> **What to work on**
The records below must be written out exactly, with every picture left behind.

>> Begin

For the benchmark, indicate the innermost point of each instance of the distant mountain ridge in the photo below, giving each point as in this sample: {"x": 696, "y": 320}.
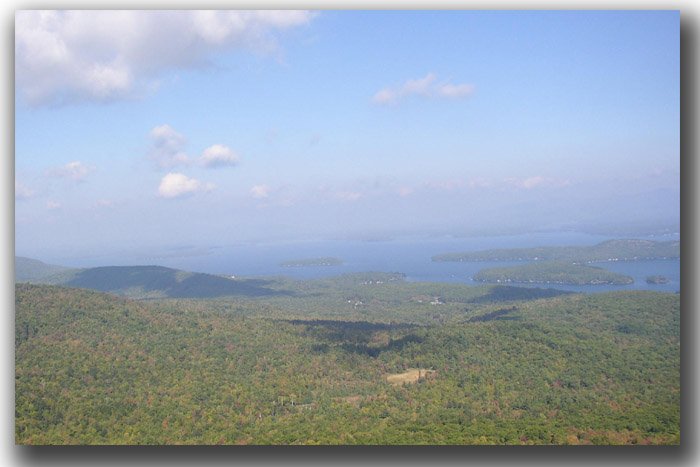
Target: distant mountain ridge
{"x": 145, "y": 281}
{"x": 31, "y": 270}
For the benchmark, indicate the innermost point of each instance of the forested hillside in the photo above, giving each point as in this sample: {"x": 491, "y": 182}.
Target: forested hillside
{"x": 480, "y": 366}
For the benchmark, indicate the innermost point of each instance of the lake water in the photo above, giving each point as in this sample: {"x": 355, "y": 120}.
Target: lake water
{"x": 411, "y": 256}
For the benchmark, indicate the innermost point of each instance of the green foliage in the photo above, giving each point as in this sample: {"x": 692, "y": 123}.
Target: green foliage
{"x": 571, "y": 369}
{"x": 161, "y": 282}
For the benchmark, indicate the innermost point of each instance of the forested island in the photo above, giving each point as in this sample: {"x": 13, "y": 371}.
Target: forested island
{"x": 353, "y": 359}
{"x": 312, "y": 262}
{"x": 611, "y": 250}
{"x": 552, "y": 272}
{"x": 657, "y": 280}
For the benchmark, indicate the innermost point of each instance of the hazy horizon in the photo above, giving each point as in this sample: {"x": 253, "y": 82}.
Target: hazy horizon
{"x": 137, "y": 130}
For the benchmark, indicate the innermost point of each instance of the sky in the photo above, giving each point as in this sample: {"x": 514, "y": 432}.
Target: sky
{"x": 141, "y": 130}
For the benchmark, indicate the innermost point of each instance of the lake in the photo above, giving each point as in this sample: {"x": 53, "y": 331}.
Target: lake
{"x": 411, "y": 256}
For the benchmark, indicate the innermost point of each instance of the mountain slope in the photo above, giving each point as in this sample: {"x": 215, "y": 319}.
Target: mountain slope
{"x": 33, "y": 270}
{"x": 162, "y": 282}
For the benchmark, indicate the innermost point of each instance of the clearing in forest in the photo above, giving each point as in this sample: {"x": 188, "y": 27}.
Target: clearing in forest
{"x": 410, "y": 376}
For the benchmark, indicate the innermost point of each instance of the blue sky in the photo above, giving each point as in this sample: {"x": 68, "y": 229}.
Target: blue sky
{"x": 163, "y": 129}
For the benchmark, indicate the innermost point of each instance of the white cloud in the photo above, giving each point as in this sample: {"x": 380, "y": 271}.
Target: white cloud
{"x": 218, "y": 155}
{"x": 103, "y": 203}
{"x": 426, "y": 86}
{"x": 454, "y": 90}
{"x": 348, "y": 195}
{"x": 529, "y": 183}
{"x": 22, "y": 192}
{"x": 76, "y": 171}
{"x": 167, "y": 147}
{"x": 71, "y": 56}
{"x": 174, "y": 185}
{"x": 260, "y": 191}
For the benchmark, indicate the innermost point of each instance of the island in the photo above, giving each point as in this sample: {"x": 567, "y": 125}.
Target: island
{"x": 657, "y": 280}
{"x": 311, "y": 262}
{"x": 611, "y": 250}
{"x": 552, "y": 272}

>> End

> **Solution to this task**
For the benchmark, indicate the innermost point of each instance of the distant mountain ridge in the photo below, giving each point as in this sample: {"x": 696, "y": 320}.
Target: distant mountain ridge
{"x": 145, "y": 281}
{"x": 31, "y": 270}
For the benchmark, indicate the innermost point of each instance of the forested hillside in the photo above, giving each point as in this sample: {"x": 491, "y": 182}.
Target: forested hillside
{"x": 480, "y": 366}
For the benchmark, indicate the innermost point of each instance of the lake water in the photo above, giving each point as in this sample: {"x": 355, "y": 120}.
Target: lake water
{"x": 411, "y": 256}
For the benchmark, indicate the innermost point of each instance of the green foliage in the photo above, giving each point as in this sample: {"x": 692, "y": 123}.
Target: green foliage
{"x": 571, "y": 369}
{"x": 161, "y": 282}
For the benchmark, indicate the innermost point of each instance of the forested island in the photo above, giving each point as in this sample: {"x": 13, "y": 371}.
Target: forested island
{"x": 353, "y": 359}
{"x": 312, "y": 262}
{"x": 611, "y": 250}
{"x": 552, "y": 272}
{"x": 657, "y": 280}
For the benchmark, indicate the innermost point of each instance of the hazy horizon in the photo above, giving each point as in this sample: {"x": 253, "y": 82}.
Target: hazy horizon
{"x": 137, "y": 130}
For the benchmark, indicate the innermost point of each instance of the sky in the photo above, giving each point as in this sample: {"x": 514, "y": 432}.
Target: sky
{"x": 141, "y": 130}
For the benchmark, indicate the innermost point of each instance of the lake in the photo above, giving each point as in this sample: {"x": 53, "y": 331}.
Target: lake
{"x": 411, "y": 256}
For the benchmark, indicate the innermost point of each instance of the mountain slope in the photo above, giving each point as in this sample: {"x": 215, "y": 319}.
Target: mountain slope
{"x": 33, "y": 270}
{"x": 162, "y": 282}
For the benchmark, indicate the innermost point of each instance of the clearing in forest in the photo above, giving each point as in this sample: {"x": 188, "y": 27}.
Target: clearing in forest
{"x": 410, "y": 376}
For the benchmark, indicate the innermost point of each instance of the blue sky in the photo above, giving each point as in this sample: {"x": 68, "y": 229}.
Target: blue sky
{"x": 163, "y": 129}
For the benchmark, indicate the innermost point of each instance of the white cloud in the photo above, giving each point as in this sample: {"x": 380, "y": 271}.
Target: white cloud
{"x": 218, "y": 155}
{"x": 103, "y": 203}
{"x": 426, "y": 86}
{"x": 454, "y": 90}
{"x": 348, "y": 195}
{"x": 529, "y": 183}
{"x": 22, "y": 192}
{"x": 76, "y": 171}
{"x": 167, "y": 147}
{"x": 71, "y": 56}
{"x": 174, "y": 185}
{"x": 260, "y": 191}
For the benchmark, indicate the innermost point of each instance of the island in the photo above, giving each point as in this sample: {"x": 567, "y": 125}.
Target: island
{"x": 657, "y": 280}
{"x": 311, "y": 262}
{"x": 611, "y": 250}
{"x": 552, "y": 272}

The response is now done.